▶ [What is needed] Continue the passage below on the Cloud Motion Vector plugin, picking up after its last sentence.

The Cloud Motion Vector plugin uses the optical flow method to compute cloud motion vectors from the Sage sky camera images. The plugin utilizes the OpenCV calcOpticalFlowFarneback method to analyze the motion of clouds in images taken by the Sage sky camera. This information can be used to understand local weather conditions and predict short-term changes in solar irradiance. When combined with other plugins such as Cloud Cover and Weather Classification, the output of this plugin can be used to classify and track the movement of different types of clouds at various altitudes, which can be useful for meteorological studies [1].

▶ [Data provided]
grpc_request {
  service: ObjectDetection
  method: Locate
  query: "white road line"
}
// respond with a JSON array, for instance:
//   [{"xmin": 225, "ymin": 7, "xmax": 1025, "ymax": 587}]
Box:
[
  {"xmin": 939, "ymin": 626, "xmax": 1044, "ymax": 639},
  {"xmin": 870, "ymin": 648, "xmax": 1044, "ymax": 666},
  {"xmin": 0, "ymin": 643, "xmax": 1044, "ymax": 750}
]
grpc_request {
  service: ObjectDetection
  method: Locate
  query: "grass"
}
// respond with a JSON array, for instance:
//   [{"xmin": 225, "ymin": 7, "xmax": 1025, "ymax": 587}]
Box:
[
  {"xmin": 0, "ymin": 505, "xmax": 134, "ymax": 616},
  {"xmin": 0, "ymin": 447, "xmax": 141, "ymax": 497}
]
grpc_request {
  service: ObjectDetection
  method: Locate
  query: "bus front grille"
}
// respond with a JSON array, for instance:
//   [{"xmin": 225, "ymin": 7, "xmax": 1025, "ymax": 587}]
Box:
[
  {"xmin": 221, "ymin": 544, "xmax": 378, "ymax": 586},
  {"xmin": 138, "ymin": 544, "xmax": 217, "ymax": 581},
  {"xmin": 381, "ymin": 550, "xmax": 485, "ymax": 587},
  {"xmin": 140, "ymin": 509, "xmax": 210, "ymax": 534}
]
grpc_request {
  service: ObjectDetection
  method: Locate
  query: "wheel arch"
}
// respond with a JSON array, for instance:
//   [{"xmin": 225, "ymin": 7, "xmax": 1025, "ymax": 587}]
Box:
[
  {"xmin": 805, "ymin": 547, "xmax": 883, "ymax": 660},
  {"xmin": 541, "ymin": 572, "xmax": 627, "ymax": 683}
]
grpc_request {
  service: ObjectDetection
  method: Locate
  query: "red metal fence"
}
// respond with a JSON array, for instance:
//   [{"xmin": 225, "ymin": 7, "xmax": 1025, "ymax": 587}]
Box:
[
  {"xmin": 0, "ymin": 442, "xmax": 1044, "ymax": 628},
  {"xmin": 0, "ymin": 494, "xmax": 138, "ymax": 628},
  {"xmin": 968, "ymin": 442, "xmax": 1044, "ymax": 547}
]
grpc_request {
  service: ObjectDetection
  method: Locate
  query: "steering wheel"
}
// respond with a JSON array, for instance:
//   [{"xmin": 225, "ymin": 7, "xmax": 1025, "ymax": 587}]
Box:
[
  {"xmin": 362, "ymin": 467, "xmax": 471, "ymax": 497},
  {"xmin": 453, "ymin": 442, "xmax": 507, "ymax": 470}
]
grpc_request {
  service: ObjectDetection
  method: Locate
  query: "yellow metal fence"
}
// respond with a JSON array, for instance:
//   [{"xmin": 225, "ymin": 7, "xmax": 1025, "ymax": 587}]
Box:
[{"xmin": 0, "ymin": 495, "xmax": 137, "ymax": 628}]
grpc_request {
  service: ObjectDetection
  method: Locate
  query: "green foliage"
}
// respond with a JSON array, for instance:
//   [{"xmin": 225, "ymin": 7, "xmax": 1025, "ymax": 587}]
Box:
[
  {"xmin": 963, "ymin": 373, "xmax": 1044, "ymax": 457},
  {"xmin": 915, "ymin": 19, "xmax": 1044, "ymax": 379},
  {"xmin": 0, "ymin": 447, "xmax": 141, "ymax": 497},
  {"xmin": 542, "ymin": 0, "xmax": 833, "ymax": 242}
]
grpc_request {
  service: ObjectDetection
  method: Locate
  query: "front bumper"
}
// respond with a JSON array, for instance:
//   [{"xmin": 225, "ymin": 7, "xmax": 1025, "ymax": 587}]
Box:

▶ [Result]
The Farnebäck method is one approach to estimating the optical flow between two images. It assumes that the flow of pixels between two images is approximately constant within a local neighborhood [2]. The method calculates the optical flow by minimizing the sum of the squared differences between intensity values in the two images, subject to the constraint that the flow is approximately constant within a local neighborhood. The Farnebäck method is fast and simple, but it can be sensitive to noise and may not provide accurate results in the presence of large motion or changes in illumination.
The plugin uses the OpenCV calcOpticalFlowFarneback method to compute dense optical flow vectors from a pair of images taken at a user-specified time interval. The method returns an array of 2-channel floating-point images that has the same size as the input images, and each pixel of the output array stores the computed optical flow for the corresponding pixel of the input images. The optical flow is represented as a 2D vector, with the x and y components representing the flow along the x and y axes, respectively.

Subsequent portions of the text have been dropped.